▶ [Prompt 1]:
In the blog post, which Disney film does the writer name as the only thing close to Sherlock Holmes consumed before Sherlock?
▶ [Prompt 2]:
Substitute "Guy Ritchie movies" for "Guy Ritchie films" in the blog post between "Tuesday 6 January" and "encounter Sherlock Holmes?", inclusive, and write out that passage.
** BEGIN Extracted text **
Tuesday 6 January 2015

Happy Birthday, Sherlock Holmes!



So, it looks like someone has a birthday today! Hamlette is celebrating at The Edge of the Precipice, and she graciously invited the rest of the Blogiverse to join in – thank you for hosting, Hamlette, I love your blog parties in case you didn't know! As it happens, I've been preparing a couple of Holmes related blog posts myself, so somewhere during this week you might expect a couple of Sir Arhur Conan Doyle book reviews, my opinions on the Guy Ritchie films, The Hound of the Baskervilles screen adaptations across the ages, and a couple of words... or a lot more than that... about BBC's Sherlock and CBS's Elementary. But first in order are Hamlette's party questions.


1. When and how did you first encounter Sherlock Holmes?

Sherlock Holmes is such an iconic character that I think everyone has some sort of an image of him, even if they don't intentionally seek him out. I was like this for the first 23 years of my life. I think I can call myself one of the "Cumberbatch generation" Sherlockians because, quite honestly, it wasn't till I got excited about Sherlock last March that I had any interest in Sir Arthur Conan Doyle's works. Before Sherlock, I think the only thing even close to Sherlock Holmes that I had ever consumed was Disney's The Great Mouse Detective – I still love that film, by the way.
** END Extracted text **
** BEGIN Rows **
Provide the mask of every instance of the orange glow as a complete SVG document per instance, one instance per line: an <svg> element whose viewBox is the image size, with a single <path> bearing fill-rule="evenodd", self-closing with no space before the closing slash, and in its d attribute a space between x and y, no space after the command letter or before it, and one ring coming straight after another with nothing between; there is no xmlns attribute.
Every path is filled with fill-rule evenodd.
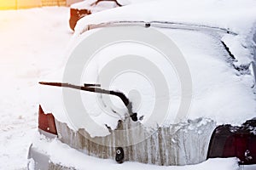
<svg viewBox="0 0 256 170"><path fill-rule="evenodd" d="M41 7L41 0L0 0L0 9Z"/></svg>
<svg viewBox="0 0 256 170"><path fill-rule="evenodd" d="M0 0L0 9L16 8L16 0Z"/></svg>

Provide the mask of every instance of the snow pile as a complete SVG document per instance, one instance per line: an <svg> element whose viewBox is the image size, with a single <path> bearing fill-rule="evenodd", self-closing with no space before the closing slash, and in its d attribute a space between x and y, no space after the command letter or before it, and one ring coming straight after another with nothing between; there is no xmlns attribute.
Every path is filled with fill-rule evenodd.
<svg viewBox="0 0 256 170"><path fill-rule="evenodd" d="M230 56L221 42L219 36L201 31L158 30L168 36L177 44L189 65L193 82L193 96L191 107L187 115L188 119L207 117L214 120L218 124L241 125L246 120L255 116L255 95L252 89L254 82L253 76L250 74L241 75L238 71L234 69L230 63ZM85 32L84 36L86 37L86 35ZM236 50L238 51L239 49ZM154 127L156 124L165 126L174 123L180 105L179 79L175 70L170 67L167 62L161 60L162 56L148 47L123 42L102 49L94 56L89 66L84 71L84 74L81 77L80 84L96 82L98 73L108 62L115 57L125 54L145 56L147 60L154 63L165 73L169 88L166 96L156 98L152 84L146 78L136 73L121 74L121 76L115 77L110 87L102 88L119 90L125 93L126 96L129 96L130 92L134 89L138 91L140 95L131 95L130 99L133 103L134 111L137 111L139 116L144 116L142 121L143 124ZM241 54L244 58L250 56L249 51L247 50L239 54L239 56L242 57ZM59 75L59 78L57 78L58 74L53 76L55 78L42 77L41 81L60 81L61 76L61 74ZM131 84L131 82L133 83ZM76 93L77 91L70 89L68 92ZM62 91L60 88L41 87L40 104L42 104L45 112L53 112L59 121L67 122L71 128L74 130L85 128L91 136L108 134L105 124L114 129L117 127L118 120L125 116L126 109L119 99L113 97L111 100L113 106L119 109L119 116L111 111L112 105L102 105L102 101L99 100L99 97L95 94L79 93L80 93L84 107L88 111L89 116L102 128L97 130L89 127L90 122L85 121L90 120L88 115L79 116L81 120L79 126L76 128L73 128L68 121L68 116L63 114L67 113L65 111L67 105L62 102ZM52 94L55 94L55 96L49 99ZM161 120L162 122L155 121L149 123L148 120L154 116L153 110L155 99L161 101L166 97L170 99L170 107L166 117ZM77 110L77 112L80 114L83 111Z"/></svg>
<svg viewBox="0 0 256 170"><path fill-rule="evenodd" d="M78 34L88 25L108 21L170 21L224 28L238 34L248 34L255 22L253 0L176 1L161 0L129 5L83 18L75 28Z"/></svg>
<svg viewBox="0 0 256 170"><path fill-rule="evenodd" d="M38 81L62 65L67 8L0 10L0 169L26 169L38 127Z"/></svg>
<svg viewBox="0 0 256 170"><path fill-rule="evenodd" d="M37 136L33 147L38 150L44 150L49 156L50 161L60 166L71 167L76 169L163 169L163 170L238 170L238 160L236 158L209 159L197 165L180 167L159 167L154 165L142 164L137 162L125 162L118 164L113 160L99 159L86 156L68 145L54 139L47 141L44 136ZM70 159L72 156L72 159ZM100 162L100 163L99 163Z"/></svg>

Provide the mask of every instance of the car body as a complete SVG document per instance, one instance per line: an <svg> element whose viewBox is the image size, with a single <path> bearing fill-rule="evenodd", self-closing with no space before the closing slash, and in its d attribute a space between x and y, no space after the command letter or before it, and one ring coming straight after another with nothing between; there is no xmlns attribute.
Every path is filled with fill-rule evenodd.
<svg viewBox="0 0 256 170"><path fill-rule="evenodd" d="M35 169L76 168L72 163L67 167L61 165L61 162L65 162L61 158L61 156L55 155L49 148L53 143L57 145L65 144L63 148L67 150L68 145L79 153L99 158L115 159L120 162L130 161L170 166L196 164L214 157L238 157L240 164L255 166L253 165L256 162L256 150L253 147L256 144L253 35L256 35L256 29L253 27L255 18L253 19L255 12L253 8L250 8L255 5L255 3L250 0L247 3L237 2L241 11L243 12L239 14L241 19L242 17L252 19L249 24L246 23L246 20L239 20L239 22L236 19L231 20L232 14L236 14L236 9L238 7L236 3L230 7L228 2L219 4L219 2L216 1L201 2L200 3L201 6L196 8L198 4L195 0L188 5L191 11L183 7L184 2L175 2L174 4L174 2L161 1L148 3L148 6L143 4L143 7L147 7L143 9L142 4L131 5L122 9L103 11L83 18L78 23L75 32L78 42L86 40L93 31L118 26L153 28L171 38L183 53L191 71L194 86L191 110L186 119L175 122L172 122L173 116L171 110L170 115L167 115L165 120L166 122L157 128L147 127L154 129L155 133L144 141L122 147L120 153L125 153L125 156L122 155L121 159L119 159L114 145L99 144L95 143L94 139L97 139L103 142L102 144L106 141L113 144L115 139L126 142L131 139L147 134L148 131L143 126L146 126L144 122L150 116L147 115L148 108L143 110L143 107L141 107L137 112L139 117L145 117L145 121L140 120L135 124L140 128L139 133L118 136L117 131L125 130L126 128L134 126L134 122L129 117L121 120L119 116L109 118L109 115L106 116L95 107L96 100L93 99L95 94L85 93L82 98L85 96L86 99L84 98L83 101L85 106L90 108L89 110L93 112L90 116L101 124L104 132L95 132L96 129L90 127L90 122L85 123L85 127L78 127L76 129L73 128L68 116L65 116L62 92L53 87L42 87L44 99L40 103L42 106L39 106L38 129L44 136L54 139L45 139L41 136L40 139L32 144L29 150L28 167ZM251 15L247 15L247 8L250 8ZM209 13L206 12L205 8L210 10ZM246 9L242 10L244 8ZM189 10L189 13L180 14L182 10L187 12ZM219 18L216 14L226 15ZM108 18L105 17L107 15ZM199 16L201 18L198 20ZM240 23L241 21L245 22L244 25ZM242 27L239 27L241 26ZM143 48L141 46L138 48L137 45L114 44L109 50L102 49L96 60L101 61L96 64L100 65L96 69L102 68L102 65L109 62L108 60L111 59L117 49L120 55L132 51L147 56L148 60L155 60L157 54L150 51L152 49ZM84 50L86 48L88 47L84 47ZM154 61L160 62L158 58ZM161 64L164 67L165 64ZM94 76L97 75L93 74L96 72L93 69L87 72L91 73L91 76L95 78ZM172 104L175 105L179 95L178 86L176 84L178 80L175 79L173 76L175 74L171 71L166 72L166 75L169 77L168 80L175 84L172 88L170 87L172 90L169 91L172 94L170 96L174 97ZM53 79L56 80L60 78ZM113 88L127 94L132 86L129 81L132 79L123 80L119 85L115 84ZM133 83L137 84L135 81ZM143 83L137 87L142 89L147 88ZM148 94L142 96L143 99L154 97ZM51 102L49 101L49 98ZM132 101L136 104L137 100ZM150 101L149 99L148 103L151 104ZM147 105L150 106L149 104ZM120 115L125 114L126 110L122 110L125 112L119 112ZM45 113L53 113L54 116ZM81 118L81 122L86 121L88 121L86 117L83 120ZM65 150L62 153L64 152Z"/></svg>
<svg viewBox="0 0 256 170"><path fill-rule="evenodd" d="M79 20L102 10L121 7L116 0L86 0L76 3L70 7L69 26L73 31Z"/></svg>

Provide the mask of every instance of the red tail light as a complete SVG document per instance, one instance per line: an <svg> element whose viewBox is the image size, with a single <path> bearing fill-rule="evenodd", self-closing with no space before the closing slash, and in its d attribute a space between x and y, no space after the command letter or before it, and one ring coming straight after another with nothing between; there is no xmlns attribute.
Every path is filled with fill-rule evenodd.
<svg viewBox="0 0 256 170"><path fill-rule="evenodd" d="M38 128L41 130L57 135L55 117L51 113L45 114L39 105L38 110Z"/></svg>

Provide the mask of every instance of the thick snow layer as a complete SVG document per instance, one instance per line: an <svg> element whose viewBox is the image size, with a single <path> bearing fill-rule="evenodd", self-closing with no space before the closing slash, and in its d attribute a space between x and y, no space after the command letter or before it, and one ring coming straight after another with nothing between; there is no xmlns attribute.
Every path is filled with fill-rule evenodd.
<svg viewBox="0 0 256 170"><path fill-rule="evenodd" d="M201 164L180 167L165 167L142 164L137 162L124 162L118 164L113 160L99 159L86 156L57 139L48 140L44 137L37 137L33 147L49 156L50 161L55 164L73 167L76 169L163 169L163 170L238 170L236 158L209 159ZM72 159L71 158L72 156Z"/></svg>
<svg viewBox="0 0 256 170"><path fill-rule="evenodd" d="M221 38L217 34L212 35L204 31L158 29L168 36L177 44L182 51L190 70L193 82L192 104L188 113L187 118L196 119L207 117L214 120L217 124L230 123L233 125L241 125L248 119L255 116L256 105L255 95L252 87L254 80L253 75L241 75L234 69L230 63L230 56L221 42ZM89 31L90 33L90 31ZM85 32L86 34L86 32ZM85 35L86 36L86 35ZM236 39L236 36L231 38ZM236 43L238 43L236 42ZM241 46L239 46L242 48ZM236 48L236 51L239 49ZM232 48L230 48L232 49ZM241 49L243 51L243 49ZM129 96L130 91L136 89L140 94L141 101L138 98L130 96L133 103L134 110L139 116L143 116L143 123L147 126L168 126L170 123L175 123L177 111L180 104L181 88L179 80L172 67L168 63L161 60L161 55L154 49L144 47L143 45L123 42L112 45L101 50L92 59L90 65L87 66L81 77L80 84L84 82L96 82L98 72L110 62L114 57L125 54L137 54L146 56L146 58L154 62L158 68L165 73L167 80L170 98L170 108L166 114L164 122L154 122L148 123L148 120L152 116L155 99L165 99L163 96L154 96L154 87L148 81L136 73L122 74L112 82L109 87L105 88L117 89L124 92ZM237 55L242 58L250 54L245 51ZM242 58L243 59L243 58ZM53 75L55 78L48 76L42 77L42 81L59 81L61 75ZM130 82L133 82L132 84ZM63 115L66 113L66 105L62 100L62 91L55 87L41 87L40 103L46 112L53 112L56 118L63 122L67 122L70 128L73 128L69 122L68 116ZM70 89L69 92L74 92ZM55 95L49 99L52 94ZM87 115L80 119L77 128L85 128L91 136L102 136L108 134L108 130L105 124L114 129L117 122L119 119L116 114L111 113L110 107L106 107L102 111L102 105L99 104L98 98L95 94L88 92L80 92L82 101L89 116L104 130L95 129L89 127L89 122L84 123L84 120L89 120ZM121 117L125 116L126 109L124 104L116 98L111 98L114 106L119 108L119 114ZM107 112L106 112L107 111ZM76 122L77 123L77 122ZM78 124L76 124L78 125Z"/></svg>
<svg viewBox="0 0 256 170"><path fill-rule="evenodd" d="M78 8L78 9L94 9L94 7L91 7L91 4L95 3L97 0L84 0L79 3L76 3L72 4L70 7L71 8ZM117 2L121 4L121 5L129 5L129 4L133 4L133 3L147 3L148 1L153 1L153 0L117 0ZM114 4L113 8L117 7L116 3L113 1L107 1L107 2L101 2L100 3L108 3L108 7L111 4ZM99 10L100 11L100 10Z"/></svg>
<svg viewBox="0 0 256 170"><path fill-rule="evenodd" d="M75 28L82 32L90 24L117 20L170 21L207 26L248 34L256 21L253 0L160 0L117 8L83 18Z"/></svg>
<svg viewBox="0 0 256 170"><path fill-rule="evenodd" d="M26 169L38 127L38 82L63 62L68 10L0 11L0 169Z"/></svg>

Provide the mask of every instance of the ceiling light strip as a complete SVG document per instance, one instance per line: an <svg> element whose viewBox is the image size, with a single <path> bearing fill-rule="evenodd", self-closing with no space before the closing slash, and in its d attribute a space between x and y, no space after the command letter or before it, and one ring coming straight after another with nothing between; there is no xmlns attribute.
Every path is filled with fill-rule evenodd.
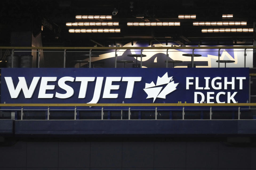
<svg viewBox="0 0 256 170"><path fill-rule="evenodd" d="M202 29L202 32L253 32L253 28L209 28Z"/></svg>
<svg viewBox="0 0 256 170"><path fill-rule="evenodd" d="M195 19L196 15L179 15L178 18L179 19Z"/></svg>
<svg viewBox="0 0 256 170"><path fill-rule="evenodd" d="M118 22L67 22L66 26L118 26Z"/></svg>
<svg viewBox="0 0 256 170"><path fill-rule="evenodd" d="M76 15L75 19L111 19L111 15Z"/></svg>
<svg viewBox="0 0 256 170"><path fill-rule="evenodd" d="M127 22L127 26L179 26L180 22Z"/></svg>
<svg viewBox="0 0 256 170"><path fill-rule="evenodd" d="M233 14L223 14L222 15L223 18L233 18Z"/></svg>
<svg viewBox="0 0 256 170"><path fill-rule="evenodd" d="M197 26L246 26L246 21L224 21L223 22L193 22L193 25Z"/></svg>
<svg viewBox="0 0 256 170"><path fill-rule="evenodd" d="M90 32L120 32L120 28L99 29L69 29L70 33L90 33Z"/></svg>

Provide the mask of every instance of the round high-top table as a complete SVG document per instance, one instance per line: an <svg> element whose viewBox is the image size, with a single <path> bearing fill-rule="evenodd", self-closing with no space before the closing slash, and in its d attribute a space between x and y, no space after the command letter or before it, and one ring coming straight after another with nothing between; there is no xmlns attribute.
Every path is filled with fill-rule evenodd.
** END Rows **
▶ [Expected output 1]:
The Great Mouse Detective

▶ [Expected output 2]:
Tuesday 6 January 2015

Happy Birthday, Sherlock Holmes!



So, it looks like someone has a birthday today! Hamlette is celebrating at The Edge of the Precipice, and she graciously invited the rest of the Blogiverse to join in – thank you for hosting, Hamlette, I love your blog parties in case you didn't know! As it happens, I've been preparing a couple of Holmes related blog posts myself, so somewhere during this week you might expect a couple of Sir Arhur Conan Doyle book reviews, my opinions on the Guy Ritchie movies, The Hound of the Baskervilles screen adaptations across the ages, and a couple of words... or a lot more than that... about BBC's Sherlock and CBS's Elementary. But first in order are Hamlette's party questions.


1. When and how did you first encounter Sherlock Holmes?